***** Exercise input *****
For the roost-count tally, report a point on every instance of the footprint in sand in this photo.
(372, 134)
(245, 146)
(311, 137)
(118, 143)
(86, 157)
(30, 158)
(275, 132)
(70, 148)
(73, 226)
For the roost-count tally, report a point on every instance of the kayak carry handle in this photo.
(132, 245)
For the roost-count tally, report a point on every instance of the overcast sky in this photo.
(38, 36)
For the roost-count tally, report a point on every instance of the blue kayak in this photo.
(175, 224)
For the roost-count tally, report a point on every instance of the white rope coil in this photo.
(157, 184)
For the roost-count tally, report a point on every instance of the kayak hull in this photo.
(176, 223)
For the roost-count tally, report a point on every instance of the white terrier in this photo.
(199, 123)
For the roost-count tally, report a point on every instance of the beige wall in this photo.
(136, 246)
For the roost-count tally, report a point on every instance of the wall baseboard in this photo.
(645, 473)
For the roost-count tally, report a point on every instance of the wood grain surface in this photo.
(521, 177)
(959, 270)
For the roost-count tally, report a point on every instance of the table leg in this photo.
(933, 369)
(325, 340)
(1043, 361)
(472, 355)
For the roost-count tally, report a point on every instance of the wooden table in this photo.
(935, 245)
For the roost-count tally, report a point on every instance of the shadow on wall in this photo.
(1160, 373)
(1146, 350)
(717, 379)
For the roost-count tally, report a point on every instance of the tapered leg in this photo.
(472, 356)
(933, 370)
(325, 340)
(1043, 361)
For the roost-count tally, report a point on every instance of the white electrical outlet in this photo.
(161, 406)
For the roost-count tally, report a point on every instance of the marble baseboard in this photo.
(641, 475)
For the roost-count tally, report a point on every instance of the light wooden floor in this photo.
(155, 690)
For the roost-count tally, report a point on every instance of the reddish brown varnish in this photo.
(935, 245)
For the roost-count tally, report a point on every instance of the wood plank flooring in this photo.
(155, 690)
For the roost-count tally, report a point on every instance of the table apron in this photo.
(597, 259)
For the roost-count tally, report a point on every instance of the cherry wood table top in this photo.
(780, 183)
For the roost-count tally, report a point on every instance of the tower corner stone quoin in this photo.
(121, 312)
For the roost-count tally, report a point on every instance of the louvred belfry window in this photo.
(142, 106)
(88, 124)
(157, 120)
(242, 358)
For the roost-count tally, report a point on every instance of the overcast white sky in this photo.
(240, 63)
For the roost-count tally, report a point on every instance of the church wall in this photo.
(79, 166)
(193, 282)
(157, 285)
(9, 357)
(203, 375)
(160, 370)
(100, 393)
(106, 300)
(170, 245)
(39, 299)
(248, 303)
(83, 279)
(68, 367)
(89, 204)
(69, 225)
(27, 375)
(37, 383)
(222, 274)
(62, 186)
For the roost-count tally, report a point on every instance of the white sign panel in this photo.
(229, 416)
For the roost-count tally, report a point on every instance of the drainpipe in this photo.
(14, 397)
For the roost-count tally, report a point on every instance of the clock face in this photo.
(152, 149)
*****
_Directions for this task_
Please copy out the stored records above word for word, from the first line to the last.

_Task answer_
For the roost-count tally, report a point on every instance of the footprint in sand in this photo.
(372, 134)
(245, 146)
(311, 137)
(118, 143)
(86, 157)
(30, 158)
(275, 132)
(70, 148)
(73, 226)
For the roost-count tally, report a point on every instance of the kayak carry handle in this photo.
(132, 245)
For the roost-count tally, report a point on every instance of the overcast sky in this photo.
(38, 36)
For the roost-count tally, report a point on every instance of the blue kayak in this photo.
(175, 224)
For the roost-count tally, report a point on every instance of the white rope coil in this photo.
(157, 184)
For the roost-count tally, report a point on every instance of the kayak hull in this photo.
(176, 223)
For the roost-count tally, report a point on every instance of the white terrier in this photo.
(199, 123)
For the roost-count tally, report a point on every instance of the beige wall in this photo.
(136, 246)
For the roost-count tally, report a point on every instance of the wall baseboard in this photo.
(645, 473)
For the roost-count tally, report a point on every instance of the wood grain surface in this photo.
(521, 177)
(959, 270)
For the roost-count tally, report a point on every instance of the table leg in this photo.
(933, 369)
(325, 340)
(1043, 361)
(472, 355)
For the roost-count tally, report a point on every instance of the wooden table in this photo.
(935, 245)
For the roost-count tally, report a point on every instance of the shadow on wall in this photo.
(1160, 373)
(1146, 350)
(717, 379)
For the roost-count tally, report a point on every instance of the tapered leg in this photo.
(472, 356)
(933, 370)
(325, 340)
(1043, 361)
For the roost-count tally, report a point on every instance of the white electrical outlet in this photo.
(161, 406)
For the roost-count tally, report a point on every instance of the marble baseboard in this photo.
(641, 475)
For the roost-count tally, report a point on every instance of the light wooden floor in this photo.
(155, 690)
For the roost-count tally, report a point on every instance of the reddish brown varnish in this photo.
(935, 245)
For the roost-count tally, report a point on every instance of the wood plank flooring in this photo.
(155, 690)
For the roost-count tally, report a point on every instance of the table apron in this photo.
(597, 259)
For the roost-count tally, report a point on every instance of the cherry wood table top in this photo.
(780, 183)
For the roost-count tally, report a point on every instance of the tower corner stone quoin in this photo.
(121, 312)
For the roost-count tally, report a point on every instance of the louvred belfry window in this photo.
(142, 106)
(88, 124)
(157, 120)
(242, 358)
For the roost-count tally, report a point on every instance of the overcast white sky in this photo.
(240, 63)
For the roost-count tally, report a point on every instance of the church wall in this photo.
(79, 166)
(193, 282)
(157, 285)
(9, 357)
(203, 375)
(160, 370)
(100, 393)
(106, 300)
(170, 245)
(39, 299)
(248, 303)
(83, 279)
(68, 367)
(89, 204)
(69, 225)
(27, 375)
(37, 383)
(222, 274)
(62, 186)
For the roost-count tally, report a point on every instance of the white sign panel in this photo.
(229, 416)
For the roost-count tally, report a point on every instance of the drainpipe in this photo.
(14, 397)
For the roost-count tally, report a point on every instance of the clock face in this photo.
(152, 149)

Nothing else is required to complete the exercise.